┌─ Provided passage

Kore Asian Media asked if I wanted to interview my friend Jennifer Lee, better known as Tokimonsta. I thought: You want me to have a conversation with this accomplished artist about creating meaningful art, and exchange insights about life as a DJ, producer and hustler under the L.A. sky? I’m down! Sometimes as artists, we get so caught up in our daily schedules and routines, so it’s refreshing and good for the soul to catch up with someone who knows the grind and does amazing work. I wanted to see what I could learn from Toki and hear all the rad things she was up to, and cop an IG selfie. Here’s what went down. —Mark Redito (@markredito), formerly known as Spazzkid, is a Los Angeles-based electro pop musician.
Mark Redito: Being that we’re both producers, it’s easy for us to share the same context. Daily practice, routine and process are all important to me so that I can get time in for my music. Do you do anything similar?
Tokimonsta: I’m actually the exact opposite. If I sit down at my computer when I’m not in the mood, I find that I won’t be happy with what the results are. I shut it down once that happens. Occasional practice is good, and sometimes I’ll try to make something for fun with no real intentions behind it. I know a lot of producers try to work on something at least once a day, whereas I’ll try to make five full tracks in a week but then won’t do anything for the next month. Not that I would actually go that long without making music in terms of “start to finish.”

└─

> Direction 1: In the interview, what was Mark Redito formerly known as?
> Direction 2:
Do these statements agree with the interview? For each, answer yes or no and quote the words of the interview that decide it.
(a) Tokimonsta's name is Jennifer Lee.
(b) Tokimonsta tries to work on music at least once a day.
(c) Mark Redito is based in Los Angeles.
> Direction 3: Which roles does the interview's introduction name when describing life under the L.A. sky? List them all.

┌─ Supplied data

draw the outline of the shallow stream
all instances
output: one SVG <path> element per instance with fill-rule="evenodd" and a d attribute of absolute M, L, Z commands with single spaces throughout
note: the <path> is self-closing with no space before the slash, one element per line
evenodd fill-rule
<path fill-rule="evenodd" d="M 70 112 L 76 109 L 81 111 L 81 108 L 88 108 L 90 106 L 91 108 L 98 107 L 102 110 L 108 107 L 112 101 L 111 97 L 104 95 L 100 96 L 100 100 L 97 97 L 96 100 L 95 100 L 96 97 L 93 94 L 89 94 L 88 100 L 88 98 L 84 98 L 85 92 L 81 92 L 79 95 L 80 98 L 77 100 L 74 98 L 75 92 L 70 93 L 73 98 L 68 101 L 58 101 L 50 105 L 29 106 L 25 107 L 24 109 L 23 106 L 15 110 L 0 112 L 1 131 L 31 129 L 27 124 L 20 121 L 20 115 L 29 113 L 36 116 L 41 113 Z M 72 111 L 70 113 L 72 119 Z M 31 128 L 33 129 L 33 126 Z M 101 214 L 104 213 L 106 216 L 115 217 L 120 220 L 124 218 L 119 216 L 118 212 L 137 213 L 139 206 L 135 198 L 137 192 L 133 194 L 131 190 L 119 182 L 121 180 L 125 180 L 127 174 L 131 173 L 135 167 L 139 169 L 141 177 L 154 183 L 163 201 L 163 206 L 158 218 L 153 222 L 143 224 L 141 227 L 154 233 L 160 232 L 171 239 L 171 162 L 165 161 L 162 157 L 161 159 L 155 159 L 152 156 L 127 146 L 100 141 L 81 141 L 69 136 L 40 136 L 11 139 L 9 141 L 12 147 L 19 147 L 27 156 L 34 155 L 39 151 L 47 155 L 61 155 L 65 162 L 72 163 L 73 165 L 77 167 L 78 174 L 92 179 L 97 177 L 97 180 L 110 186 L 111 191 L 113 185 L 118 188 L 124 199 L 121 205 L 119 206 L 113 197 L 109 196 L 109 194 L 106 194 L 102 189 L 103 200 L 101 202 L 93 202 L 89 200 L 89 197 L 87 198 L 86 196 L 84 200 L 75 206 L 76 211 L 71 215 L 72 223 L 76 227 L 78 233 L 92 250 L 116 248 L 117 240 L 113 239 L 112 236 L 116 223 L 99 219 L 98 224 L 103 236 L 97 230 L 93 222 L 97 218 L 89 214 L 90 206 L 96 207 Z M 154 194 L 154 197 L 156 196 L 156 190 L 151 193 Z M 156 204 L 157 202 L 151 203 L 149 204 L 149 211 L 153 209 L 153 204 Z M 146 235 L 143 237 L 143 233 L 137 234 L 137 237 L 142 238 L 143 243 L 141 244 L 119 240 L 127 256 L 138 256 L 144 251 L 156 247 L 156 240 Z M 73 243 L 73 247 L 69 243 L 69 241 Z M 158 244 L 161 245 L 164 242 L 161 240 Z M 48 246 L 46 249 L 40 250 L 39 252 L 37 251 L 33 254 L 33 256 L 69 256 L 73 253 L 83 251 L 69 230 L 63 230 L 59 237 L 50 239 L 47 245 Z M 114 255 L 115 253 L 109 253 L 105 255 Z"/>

└─

> Final answer 1: Spazzkid

> Final answer 2:
(a) Yes: "my friend Jennifer Lee, better known as Tokimonsta"
(b) No: "I know a lot of producers try to work on something at least once a day, whereas I’ll try to make five full tracks in a week but then won’t do anything for the next month."
(c) Yes: "is a Los Angeles-based electro pop musician"

> Final answer 3: DJ, producer, hustler